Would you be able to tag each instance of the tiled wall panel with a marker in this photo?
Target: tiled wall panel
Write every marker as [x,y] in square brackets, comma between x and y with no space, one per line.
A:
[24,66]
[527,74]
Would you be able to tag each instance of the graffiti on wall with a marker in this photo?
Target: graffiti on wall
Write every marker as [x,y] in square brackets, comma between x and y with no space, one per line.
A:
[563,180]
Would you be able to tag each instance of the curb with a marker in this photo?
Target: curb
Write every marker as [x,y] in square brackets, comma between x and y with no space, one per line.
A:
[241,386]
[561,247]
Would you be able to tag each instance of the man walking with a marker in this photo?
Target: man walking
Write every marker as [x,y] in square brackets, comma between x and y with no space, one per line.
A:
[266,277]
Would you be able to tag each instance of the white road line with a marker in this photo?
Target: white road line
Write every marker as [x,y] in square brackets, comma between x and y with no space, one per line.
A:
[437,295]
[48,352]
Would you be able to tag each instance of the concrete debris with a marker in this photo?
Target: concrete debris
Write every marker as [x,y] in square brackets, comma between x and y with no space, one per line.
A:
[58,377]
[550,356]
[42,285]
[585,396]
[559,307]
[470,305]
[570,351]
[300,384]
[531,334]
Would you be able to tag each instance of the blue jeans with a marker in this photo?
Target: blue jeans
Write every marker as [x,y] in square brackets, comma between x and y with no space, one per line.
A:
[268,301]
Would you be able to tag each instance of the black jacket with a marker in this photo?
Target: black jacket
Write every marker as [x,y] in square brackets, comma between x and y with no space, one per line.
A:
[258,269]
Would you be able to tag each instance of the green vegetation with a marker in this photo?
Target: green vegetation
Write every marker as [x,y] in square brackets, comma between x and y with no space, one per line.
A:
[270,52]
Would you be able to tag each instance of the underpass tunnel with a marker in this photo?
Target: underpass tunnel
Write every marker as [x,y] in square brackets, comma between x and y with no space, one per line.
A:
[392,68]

────────────────

• PROBLEM:
Output all of the data above as a two-column CSV headed input,output, with each text and its answer on its own row. Wrap both fields in double quotes and replace every line break with a space.

• ANSWER TO THE TASK:
input,output
"Would you be able to tag each instance of the tiled wall panel with a marker in this photo? Target: tiled wall panel Write every marker as [x,y] in square brackets, comma between x and y with no space, one per line. A:","[24,66] [527,74]"
"Would you be able to tag each instance of the graffiti on wall with a marker in this photo? Target: graffiti on wall Write every marker as [x,y] in square brackets, comma between x and y with no space, one per line. A:","[563,180]"
"Would you be able to tag each instance of the curb with a marker in this photo? Target: curb Write every marker as [x,y] in square brackets, comma between x and y with no space, one per line. A:","[241,386] [561,247]"
"Would you be able to tag each instance of the man walking with a marker in this photo? Target: man walking Write every marker as [x,y] in square brackets, comma between x and y with no space, one per line. A:","[266,277]"
"Would you be able to tag each instance of the white road line with a marker in this photo? Target: white road line Write every marker as [x,y] in square brackets, comma between x and y with no space, one per line. A:","[437,295] [48,352]"
"Would you be able to tag each instance of the concrete debris with a marker in this photo? Target: concrete debris Write every marker as [x,y] in square brackets, comma between x and y with no space, one per line. A:","[58,377] [550,356] [42,285] [585,396] [559,307] [470,305] [570,351] [300,384] [531,334]"
"Would you be able to tag each instance of the blue jeans with a marker in this photo? Target: blue jeans Write every marker as [x,y] in square brackets, comma between x and y with no space, one per line. A:","[268,301]"
"Would you be able to tag each instance of the black jacket with a marker in this photo? Target: black jacket Write every marker as [x,y] in square brackets, comma between x and y with no space, one per line. A:","[258,269]"
"Would you be able to tag each instance of the green vegetation with a marker in this photo? Target: green vegetation Write every marker as [x,y] in square brackets, comma between x and y with no space, one per line. A:","[270,52]"
"Would you be able to tag each instance of the underpass tunnel with a marker in this photo? Target: underpass tunnel Write every marker as [x,y] in square brackets, comma between x and y with no space, one per line. A:","[392,68]"